# EXTRACT

Yeah, no, I think you summarized it well again. As I said before, we also appreciate that there is a different view and different level of optimism or pessimism. I think what we try to do is to reflect basically the nature of the discussion we are having. Of course, to your question, is it top-down, bottoms-up? It is first top-down, but the interrogation on the business is, of course, also a more detailed discussion we are having. That is a bit where we are. We will continue to have those discussions, by the way, because every day brings new news. Yesterday was good news, as we discussed, and we will see what is happening in the next few months. That is really where our customers are today.

CJ Muse (Senior Managing Director)

Thank you.

Christophe Fouquet (CEO)

You're welcome.

Operator (participant)

Thank you. Your next question comes from the line of Tammy Qiu from Berenberg. Please go ahead.

Tammy Qiu (Head of Tech Equity Research)

Hi. Thank you for taking my question. The first one is regarding your comment on that 30% efficiency helped addressing customers' requirement of expanding capacity by 30%. Is it right to say going forward, you need customers to expand capacity aggressively if we're to sell more tools to your customers versus previously that the demand for litho tools is actually a function of how much capacity the customer will be willing to add?

Roger Dassen (CFO)

I think we usually define the EUV capacity need by the total need for wafer output. I think this is the number we monitor. I think you have seen that in the capital market there also where we look at the total wafer start per month and how this evolves over time. I think this defines our market. We try always to serve that market by shipping the most effective tool, the most productive tool. The reason for that is that a tool with higher productivity will allow us to deliver the highest value to our customer with a lower cost on our side and therefore a better gross margin. I think we are more sensitive to the total capacity need of our customer than to how many tools we're going to need to fulfill it.

I will say the less number of tools we need to fulfill it, usually the better our margin and profitability will be. For our customer, also the value is better because they have more space basically to run more capacity. To give you an idea, when we shipped the first EUV system and the 3400B, we were at about half the productivity of the tool we are shipping today. Of course, this has an effect on the total number of tools. If we are still shipping the 3400B today, the number of units will be at least twice as much. What we look at, what's really important, what you should look at is really the total capacity added by our customer on EUV year-on-year.

Tammy Qiu (Head of Tech Equity Research)

Okay. Thank you, Roger. The follow-up will be on 2026. You mentioned that you can't really confirm 2026 to be a growth year, but also at the same time, you are preparing for a growth year for 2026, I guess, from your capacity perspective. Is it right to say that it's just uncertainty for the time being, but based on your conversation with your customers, they are still leaning towards adding, just that they're not sure about what is the discussion of tariffs? We're probably still leaning towards the positive side instead of a cloudy picture that we may actually see the whole industry pulling back from investment?

Christophe Fouquet (CEO)

# RECORD EXTRACTS
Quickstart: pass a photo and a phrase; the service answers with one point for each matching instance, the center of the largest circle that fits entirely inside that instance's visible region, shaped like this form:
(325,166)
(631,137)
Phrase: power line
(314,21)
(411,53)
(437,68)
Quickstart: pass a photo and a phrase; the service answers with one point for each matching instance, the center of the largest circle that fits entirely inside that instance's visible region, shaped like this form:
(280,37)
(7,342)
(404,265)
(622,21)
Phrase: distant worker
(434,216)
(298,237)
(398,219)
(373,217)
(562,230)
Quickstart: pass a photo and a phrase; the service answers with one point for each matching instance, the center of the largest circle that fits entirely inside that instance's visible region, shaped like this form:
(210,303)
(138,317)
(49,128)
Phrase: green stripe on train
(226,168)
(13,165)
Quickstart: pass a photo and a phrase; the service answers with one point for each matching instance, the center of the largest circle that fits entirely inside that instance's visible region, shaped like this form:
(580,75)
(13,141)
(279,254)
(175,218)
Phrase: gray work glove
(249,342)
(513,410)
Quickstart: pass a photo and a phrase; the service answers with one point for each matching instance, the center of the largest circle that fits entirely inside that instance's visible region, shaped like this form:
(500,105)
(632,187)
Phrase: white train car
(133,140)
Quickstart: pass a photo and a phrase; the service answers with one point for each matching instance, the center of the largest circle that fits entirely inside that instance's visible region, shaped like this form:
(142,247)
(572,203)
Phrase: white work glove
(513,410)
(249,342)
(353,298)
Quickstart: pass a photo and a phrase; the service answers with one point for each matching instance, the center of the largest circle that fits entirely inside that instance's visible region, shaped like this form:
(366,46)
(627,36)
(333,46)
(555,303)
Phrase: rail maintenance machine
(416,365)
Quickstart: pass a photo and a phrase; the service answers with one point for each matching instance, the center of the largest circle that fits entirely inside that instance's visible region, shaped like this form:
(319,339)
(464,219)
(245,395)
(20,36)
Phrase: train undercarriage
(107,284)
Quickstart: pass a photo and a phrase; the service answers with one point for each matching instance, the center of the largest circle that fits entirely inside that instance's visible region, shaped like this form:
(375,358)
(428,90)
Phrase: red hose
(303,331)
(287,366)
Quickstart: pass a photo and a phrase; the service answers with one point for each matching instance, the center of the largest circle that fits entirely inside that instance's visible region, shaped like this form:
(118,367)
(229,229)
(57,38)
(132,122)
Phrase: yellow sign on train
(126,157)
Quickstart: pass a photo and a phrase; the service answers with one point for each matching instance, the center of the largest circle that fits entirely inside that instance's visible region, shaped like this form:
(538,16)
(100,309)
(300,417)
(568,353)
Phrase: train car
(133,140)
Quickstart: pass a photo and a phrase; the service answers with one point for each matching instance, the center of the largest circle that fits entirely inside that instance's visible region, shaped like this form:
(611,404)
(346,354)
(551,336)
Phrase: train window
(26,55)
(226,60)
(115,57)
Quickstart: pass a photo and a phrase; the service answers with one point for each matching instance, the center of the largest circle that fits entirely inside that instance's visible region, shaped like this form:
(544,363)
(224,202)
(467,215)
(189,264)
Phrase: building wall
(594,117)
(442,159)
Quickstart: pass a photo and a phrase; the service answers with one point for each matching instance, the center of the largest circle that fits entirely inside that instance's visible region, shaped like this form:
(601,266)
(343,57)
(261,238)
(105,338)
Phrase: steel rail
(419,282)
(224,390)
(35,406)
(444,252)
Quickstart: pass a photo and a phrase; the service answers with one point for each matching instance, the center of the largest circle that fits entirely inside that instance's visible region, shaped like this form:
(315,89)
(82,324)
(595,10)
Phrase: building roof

# SET TASKS
1. Count the lines in the entries that contain the word "train". Give only the number.
2. Continue the earnings call transcript from the point where it ends.

# ANSWERS TO THE EXERCISES
1. 6

2.
I think we also say that today, I think that the fundamentals of our customers are still strong. I think AI is still very strong. I think you also get signs of that in many news in the last few months. The fundamentals are strong. I think that the discussion around tariffs, around geopolitics, is just inviting some time customers to be a bit more careful. If this discussion was not there, I think the fundamentals are out there and we will be pretty much on the line we had a few months ago. I think the way this will get solved in the next few months is very, very important to bring back both stability, confidence, et cetera, et cetera, to our customers. Hopefully, this is a short-term discussion.

Tammy Qiu (Head of Tech Equity Research)

Just to confirm, is it right to say potentially it's a delay of decision instead of a change of decision? Of course, I know it's depending on what's the result of the tariff discussion.

Christophe Fouquet (CEO)

I think we're looking more at, I would say, some question on the decision. It doesn't have to be either a delay or a change, but there's more interrogation about the decisions that have to be made.

Tammy Qiu (Head of Tech Equity Research)

Okay. Thank you.

Operator (participant)

Thank you. Your next question comes from the line of Alexander Duval from Goldman Sachs. Please go ahead.

Alexander Duval (Head of Europe Technology Hardware and Semiconductors Equity Research)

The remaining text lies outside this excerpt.